> _BRIEF 1_:
Answer these questions using the account of Professor Stimpson's lecture below.
(a) Which program invited Professor Stimpson to lecture at the Macaulay Honors College?
(b) According to her argument, what does studying the liberal arts inoculate us against?
(c) Which play does the account call a "vaccine" against war?
> _BRIEF 2_:
Write the next part of the account of Professor Stimpson's lecture, picking up after its final sentence.

A Vaccine Against War

If there is such a thing as a vaccine against war, then shouldn’t humans as a species do their best to administer it to everyone? Through her lecture ‘Dead Butchers and Fiendlike Queens’: Why Macbeth Matters More Than Ever, Professor Catharine Stimpson argues that the study of liberal arts is a “vaccine” against war.

Stimpson

The Hertog Scholars Program invited Professor Catharine Stimpson of NYU to lecture at the Macaulay Honors College. I attended because the title of the lecture sounded interesting, but had no idea what to expect. A diverse audience was present, including Dean Kirschner, liberal arts professors, Macaulay students, and even attendees who seemed to have no connection to Macaulay.

Professor Stimpson began by inviting us to follow what she called her “meandering train of thought.” She told us about a history student asking, “What about the beauty of history?” and posed to us the question, “Where’s the beauty in war?” War is tragic in that it destroys not only lives, but also knowledge, progress, and art. She reminded us, however, that war is also generative. We just need to think of the degree to which war gave birth to the arts and technology — the Civil War gave birth to the blues, World War I, and Columbia University’s core curriculum, and World War II to computers and radar.

Professor Stimpson argued that studying the liberal arts inoculates us against the propaganda of war by producing a cognitive moral repulsion and stimulating empathy and compassion with the victims of war. She pointed out that our understanding of war, especially our view of the damage war incurs on civilians, has expanded. No longer can we romanticize war. Those who glorify the military do so because they are not realistic about war, making it all the more important to expose people to the horrors of war through the study of liberal arts. To study war is also to study non-violence and resistance. Thus, plays such as Macbeth are “vaccines” against war.

> _RECORDS_:
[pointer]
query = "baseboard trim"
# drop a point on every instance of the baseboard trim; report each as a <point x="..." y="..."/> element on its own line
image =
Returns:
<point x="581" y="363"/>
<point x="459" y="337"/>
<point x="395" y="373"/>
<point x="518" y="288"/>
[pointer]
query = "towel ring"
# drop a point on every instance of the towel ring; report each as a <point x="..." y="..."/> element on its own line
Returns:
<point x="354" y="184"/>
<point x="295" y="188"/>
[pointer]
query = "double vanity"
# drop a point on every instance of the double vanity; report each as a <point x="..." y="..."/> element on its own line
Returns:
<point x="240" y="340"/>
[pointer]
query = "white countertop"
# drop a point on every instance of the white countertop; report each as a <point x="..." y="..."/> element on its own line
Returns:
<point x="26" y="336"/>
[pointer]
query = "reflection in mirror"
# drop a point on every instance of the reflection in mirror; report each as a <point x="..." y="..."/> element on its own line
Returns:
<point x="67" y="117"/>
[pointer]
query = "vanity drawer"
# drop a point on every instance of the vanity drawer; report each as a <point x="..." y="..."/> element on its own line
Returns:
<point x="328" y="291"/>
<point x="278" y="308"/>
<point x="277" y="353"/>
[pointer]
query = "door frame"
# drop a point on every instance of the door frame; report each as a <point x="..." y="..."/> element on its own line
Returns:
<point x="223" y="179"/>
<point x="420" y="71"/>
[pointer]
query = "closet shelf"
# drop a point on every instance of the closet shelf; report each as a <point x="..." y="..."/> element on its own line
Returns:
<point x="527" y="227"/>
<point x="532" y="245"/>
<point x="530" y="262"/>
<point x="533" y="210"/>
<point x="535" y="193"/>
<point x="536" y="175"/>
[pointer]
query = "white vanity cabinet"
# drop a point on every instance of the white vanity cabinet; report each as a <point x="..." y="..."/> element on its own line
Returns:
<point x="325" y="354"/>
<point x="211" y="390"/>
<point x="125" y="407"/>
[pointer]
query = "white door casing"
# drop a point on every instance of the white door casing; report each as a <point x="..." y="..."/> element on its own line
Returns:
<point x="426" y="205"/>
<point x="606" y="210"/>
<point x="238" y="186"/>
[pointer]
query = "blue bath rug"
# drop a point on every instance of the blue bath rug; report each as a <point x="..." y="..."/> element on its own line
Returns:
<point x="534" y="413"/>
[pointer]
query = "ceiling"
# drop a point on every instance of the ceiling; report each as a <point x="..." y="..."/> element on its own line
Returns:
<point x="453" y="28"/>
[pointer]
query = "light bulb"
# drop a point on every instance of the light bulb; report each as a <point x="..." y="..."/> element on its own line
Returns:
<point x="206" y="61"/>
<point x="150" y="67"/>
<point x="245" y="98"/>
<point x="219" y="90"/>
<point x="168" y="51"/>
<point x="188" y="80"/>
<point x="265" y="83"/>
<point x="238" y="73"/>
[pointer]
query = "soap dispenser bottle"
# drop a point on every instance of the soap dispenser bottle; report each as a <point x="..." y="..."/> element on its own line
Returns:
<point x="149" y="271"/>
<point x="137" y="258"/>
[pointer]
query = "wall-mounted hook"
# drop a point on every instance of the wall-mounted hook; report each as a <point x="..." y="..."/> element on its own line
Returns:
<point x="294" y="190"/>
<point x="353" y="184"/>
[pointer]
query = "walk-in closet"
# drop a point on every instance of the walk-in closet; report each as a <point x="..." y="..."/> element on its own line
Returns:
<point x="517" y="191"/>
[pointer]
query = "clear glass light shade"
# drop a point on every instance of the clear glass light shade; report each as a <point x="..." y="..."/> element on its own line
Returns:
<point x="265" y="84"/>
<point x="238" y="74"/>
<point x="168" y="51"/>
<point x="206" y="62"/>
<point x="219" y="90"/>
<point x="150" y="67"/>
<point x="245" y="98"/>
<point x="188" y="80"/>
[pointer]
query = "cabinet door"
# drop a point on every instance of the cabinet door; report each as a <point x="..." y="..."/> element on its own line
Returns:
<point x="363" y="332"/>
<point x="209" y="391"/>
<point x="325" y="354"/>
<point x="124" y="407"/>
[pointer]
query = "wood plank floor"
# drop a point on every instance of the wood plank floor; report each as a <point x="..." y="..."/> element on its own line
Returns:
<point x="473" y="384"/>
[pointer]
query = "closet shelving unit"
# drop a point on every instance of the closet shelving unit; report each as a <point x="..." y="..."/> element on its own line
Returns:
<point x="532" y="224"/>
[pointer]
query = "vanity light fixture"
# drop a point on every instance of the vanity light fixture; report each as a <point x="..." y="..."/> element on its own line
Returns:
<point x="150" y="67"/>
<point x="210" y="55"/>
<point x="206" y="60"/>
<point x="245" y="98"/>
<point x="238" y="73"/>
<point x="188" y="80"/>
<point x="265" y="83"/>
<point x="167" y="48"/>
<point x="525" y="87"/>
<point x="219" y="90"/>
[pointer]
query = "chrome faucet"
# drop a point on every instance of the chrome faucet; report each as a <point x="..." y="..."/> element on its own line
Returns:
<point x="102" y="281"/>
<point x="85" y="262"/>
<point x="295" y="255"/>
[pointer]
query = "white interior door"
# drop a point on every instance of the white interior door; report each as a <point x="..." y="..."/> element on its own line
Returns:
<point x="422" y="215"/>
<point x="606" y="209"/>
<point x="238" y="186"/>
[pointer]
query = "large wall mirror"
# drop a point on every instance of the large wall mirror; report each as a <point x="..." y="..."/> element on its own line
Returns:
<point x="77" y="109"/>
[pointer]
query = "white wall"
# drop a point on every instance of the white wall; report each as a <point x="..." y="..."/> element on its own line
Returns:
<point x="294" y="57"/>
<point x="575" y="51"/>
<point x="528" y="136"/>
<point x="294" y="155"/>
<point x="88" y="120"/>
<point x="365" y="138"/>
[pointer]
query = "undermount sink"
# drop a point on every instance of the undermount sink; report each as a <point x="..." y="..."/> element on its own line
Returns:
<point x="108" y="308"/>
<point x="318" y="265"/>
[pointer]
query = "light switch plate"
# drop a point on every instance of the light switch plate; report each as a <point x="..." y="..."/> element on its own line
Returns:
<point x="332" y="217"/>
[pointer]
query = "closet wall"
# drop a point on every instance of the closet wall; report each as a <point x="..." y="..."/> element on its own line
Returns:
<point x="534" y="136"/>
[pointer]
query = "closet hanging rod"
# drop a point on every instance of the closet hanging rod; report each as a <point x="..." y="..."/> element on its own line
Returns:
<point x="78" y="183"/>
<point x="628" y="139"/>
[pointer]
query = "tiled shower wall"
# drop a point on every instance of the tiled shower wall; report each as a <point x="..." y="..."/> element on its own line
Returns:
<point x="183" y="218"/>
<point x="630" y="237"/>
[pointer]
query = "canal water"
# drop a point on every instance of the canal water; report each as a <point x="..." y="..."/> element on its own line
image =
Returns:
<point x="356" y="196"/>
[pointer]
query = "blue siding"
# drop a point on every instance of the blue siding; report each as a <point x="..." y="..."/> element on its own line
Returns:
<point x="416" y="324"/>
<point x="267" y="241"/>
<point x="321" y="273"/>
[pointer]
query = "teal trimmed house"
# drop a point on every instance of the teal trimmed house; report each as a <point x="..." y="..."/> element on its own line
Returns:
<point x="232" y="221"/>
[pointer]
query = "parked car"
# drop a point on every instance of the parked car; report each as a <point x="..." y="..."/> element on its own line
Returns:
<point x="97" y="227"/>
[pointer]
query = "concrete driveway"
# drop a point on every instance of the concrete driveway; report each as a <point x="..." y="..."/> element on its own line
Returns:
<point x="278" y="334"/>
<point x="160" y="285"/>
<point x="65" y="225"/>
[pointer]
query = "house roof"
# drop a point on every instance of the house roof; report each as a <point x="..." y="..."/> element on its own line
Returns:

> _EXPECTED OUTPUT 1_:
(a) The Hertog Scholars Program.
(b) The propaganda of war.
(c) Macbeth.

> _EXPECTED OUTPUT 2_:
Why is Macbeth more important now as opposed to other, more violent times? Because of the possibilities.

Today’s weapons easily possess the potential for mass destruction. Globalization means that the stresses, strains, and conflicts that once could have been contained to a region have the capacity to go global. As technology improves, war is steadily becoming more depersonalized. And now, more than ever, individuals have the potential to do large-scale damage.

Macbeth shows audiences the continuous oscillation between love and war, between the beautiful and the bestial, and between knowledge and ignorance. Throughout her captivating and thoroughly engaging lecture, Professor Stimpson kept emphasizing this point of constant oscillation. It’s a wonderful metaphor for describing the way life seems to always be straining against itself. She left us with the question: can we administer a social vaccination against war by spreading knowledge of war’s realities, while acknowledging that war can also cause beauty to be born?